Center for Biomedical Research Excellence in Microarray Analysis

The human genome has been decoded, but the real work begins now: to discover the function of the genes and their interaction in order to find drugs to cure diseases. One of the main tools in order to do this is the use of microarrays which are the focus of our proposed center. The purpose of the Center will be microarray analysis and all the components will work closely with one another. The goals of the Center will be to create in Puerto Rico the research capacity to make a significant contribution to microarray research which is an essential component of modern computational biology. Our approach will be multidisciplinary with the purpose of serving the microarray area, but including tools from mathematics, statistics, electrical engineering, and computer science.

The center will leverage several existing initiatives in the UPR system. First, several of these projects are extensions of proposals first submitted as PR-BRIN Research Awards. Second, we will make extensive use of the HPCf's Bioinformatics Resource Center of the PR-BRIN to perform our computational analyses. Third, the research will have a direct impact on research being performed at the COBRE Microarray Facility in UPR-RRP.

The first project deals with the design of mathematical models for the reverse engineering problem, and their simulation and testing. The second project will use the mathematical models developed in the first project, and build specific networks, including an error-correction capacity. The third project takes a statistical approach to the analysis of microarray data. The fourth project looks at microarray analysis from the perspective of image processing and databases.

In order to create a permanent infrastructure for the future of research in our area, an important goal of the project will be the design of a PhD in computational biology and a research institute including a component in computational biology. Dr. Ricardo Gonzalez UPR-RCM, has established a relationship with Dr. David Deerfield, Director of the Biomedical Initiative at the Pittsburgh Supercomputing Center, which we intend to develop into a close collaboration.

Simulation and reverse engineering problem of genetic networks.

The reverse engineering problem consists of: given a set of gene expression data construct a particular model (in the given model class) that is consistent with the data. The simulation problem is: given a model, observe its behavior and compare to gene expression data from real networks.

## What you have to do
Resume the description of the proposed microarray analysis center, picking up right after its last sentence about the simulation problem.

## Data to examine
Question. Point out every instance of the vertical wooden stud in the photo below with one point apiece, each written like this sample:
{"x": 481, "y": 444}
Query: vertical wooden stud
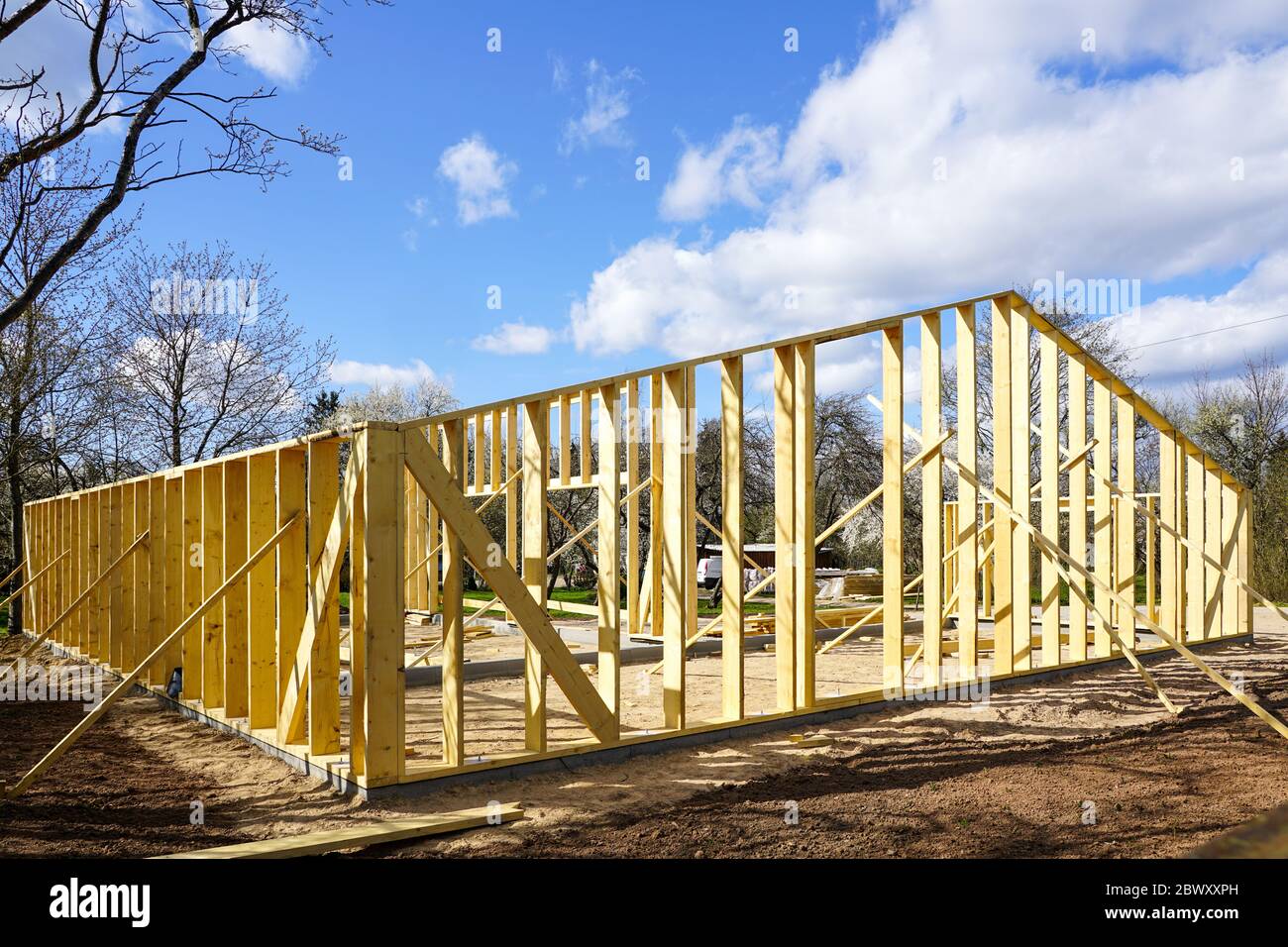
{"x": 1008, "y": 616}
{"x": 1021, "y": 458}
{"x": 803, "y": 521}
{"x": 1196, "y": 521}
{"x": 323, "y": 709}
{"x": 1102, "y": 528}
{"x": 1168, "y": 548}
{"x": 931, "y": 500}
{"x": 786, "y": 556}
{"x": 536, "y": 474}
{"x": 1229, "y": 558}
{"x": 213, "y": 577}
{"x": 454, "y": 602}
{"x": 674, "y": 557}
{"x": 175, "y": 566}
{"x": 292, "y": 564}
{"x": 381, "y": 655}
{"x": 262, "y": 591}
{"x": 632, "y": 506}
{"x": 1125, "y": 527}
{"x": 565, "y": 440}
{"x": 892, "y": 505}
{"x": 730, "y": 505}
{"x": 236, "y": 541}
{"x": 1212, "y": 547}
{"x": 1048, "y": 360}
{"x": 609, "y": 676}
{"x": 967, "y": 499}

## Output of the exercise
We will work in both directions. We will develop mathematical models (like sequential dynamical systems) and their properties. We propose to study some algorithms that will be applied for describing relationships in genetic networks with a large number of genes, in particular, "continuous time recurrent neural networks". This algorithm is used in Reverse Engineering of Genetic Networks from time course data. A genetic dynamical system is a time-discrete dynamical system. That is, a finite dynamical system moving from continuous states to a finite set.

We are proposing to develop mathematical models of example gene expression regulatory networks in two experimental organisms: the bacteriophage Lambda and the fly Drosophila melanogaster. In addition, we will test models on the learning and memory datasets developed in Dr. Sandra Peña's microarray laboratory.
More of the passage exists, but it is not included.